### [CONSEGNA A]
Indica se ciascuna affermazione concorda con il brano, rispondendo sì o no e citando le parole decisive del brano. (i) L'Unione monetaria è associata a una maggiore spesa sociale. (ii) L'integrazione permette alle aziende di sfuggire alle normative e alle tassazioni nazionali. (iii) Le interazioni politiche si svolgono ormai soprattutto al di fuori dei paesi.
### [CONSEGNA B]
Secondo il brano, quale tipo di competizione può costringere i cattivi governi a fare meglio?
### [CONSEGNA C]
Trascrivi dal brano il tratto che va da "Gli studi empirici" fino a "disuguaglianza di reddito.".

------ BRANO DI LETTURA ------

Gli studi empirici mostrano che l'Unione monetaria migliora l'andamento
economico dei paesi che ne fanno parte. Ma è anche associata a una maggiore
disuguaglianza e una minore spesa sociale. Tutto ciò solleva dubbi sulla
sostenibilità politica dell'Unione monetaria senza una integrazione
politico-sociale e un più ampio sviluppo del mercato finanziario. E guardando
al futuro, sarebbe sbagliato e pericoloso non prendere in considerazione le
implicazioni dell'integrazione economica sulle cause e i rimedi della
disuguaglianza di reddito.
Si pensa generalmente che l’integrazione economica
internazionale migliori l’efficienza: e certamente lo farebbe se le
barriere alla mobilità internazionale di beni, capitali e persone
fossero gli ostacoli che si frappongono tra il mondo reale e il mondo
perfetto dell’equilibrio competitivo degli economisti. Tuttavia, proprio
perché l’integrazione estende la portata dei mercati oltre i confini
nazionali, i singoli paesi hanno anche maggiori difficoltà ad attuare
politiche tese ad affrontare altre imperfezioni del mercato.
L’integrazione offre alle aziende nuove libertà, non
soltanto di sfruttare le opportunità commerciali, ma anche di sfuggire
alle normative e alle tassazioni nazionali. Le imperfezioni
del mercato
Sarebbe un bene se l’azione di governo fosse dettata dalla ricerca di
rendite politiche. In questo caso, l’integrazione economica può
migliorare l’efficienza non soltanto direttamente, ma anche favorendo la
competizione tra giurisdizioni - competizione che può
costringere i cattivi governi a fare meglio. Tuttavia, i governi temono
ogni tendenza all’integrazione economica che li privi di potere
decisionale. Così, la competizione fra giurisdizioni può essere essa
stessa un ostacolo a una integrazione più stretta, in particolare perché
le interazioni politiche hanno ancora luogo principalmente all’interno
dei paesi. E molte politiche nazionali non mettono in atto semplicemente
una redistribuzione dannosa, servono anche all’utile obiettivo di
affrontare le imperfezioni del mercato: l’integrazione economica non
migliorerà il benessere sociale se rende inattuabili tali politiche.

------ DATI DI PARTENZA ------

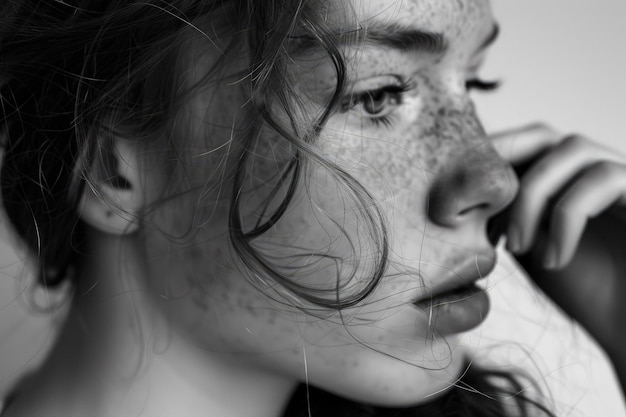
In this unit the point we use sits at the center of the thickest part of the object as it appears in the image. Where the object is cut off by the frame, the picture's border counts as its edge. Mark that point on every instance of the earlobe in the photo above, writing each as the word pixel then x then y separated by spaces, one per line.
pixel 113 198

------

### [RISPOSTA A]
(i) No: "Ma è anche associata a una maggiore disuguaglianza e una minore spesa sociale."
(ii) Sì: "L’integrazione offre alle aziende nuove libertà, non soltanto di sfruttare le opportunità commerciali, ma anche di sfuggire alle normative e alle tassazioni nazionali."
(iii) No: "le interazioni politiche hanno ancora luogo principalmente all’interno dei paesi."

### [RISPOSTA B]
La competizione tra giurisdizioni.

### [RISPOSTA C]
Gli studi empirici mostrano che l'Unione monetaria migliora l'andamento
economico dei paesi che ne fanno parte. Ma è anche associata a una maggiore
disuguaglianza e una minore spesa sociale. Tutto ciò solleva dubbi sulla
sostenibilità politica dell'Unione monetaria senza una integrazione
politico-sociale e un più ampio sviluppo del mercato finanziario. E guardando
al futuro, sarebbe sbagliato e pericoloso non prendere in considerazione le
implicazioni dell'integrazione economica sulle cause e i rimedi della
disuguaglianza di reddito.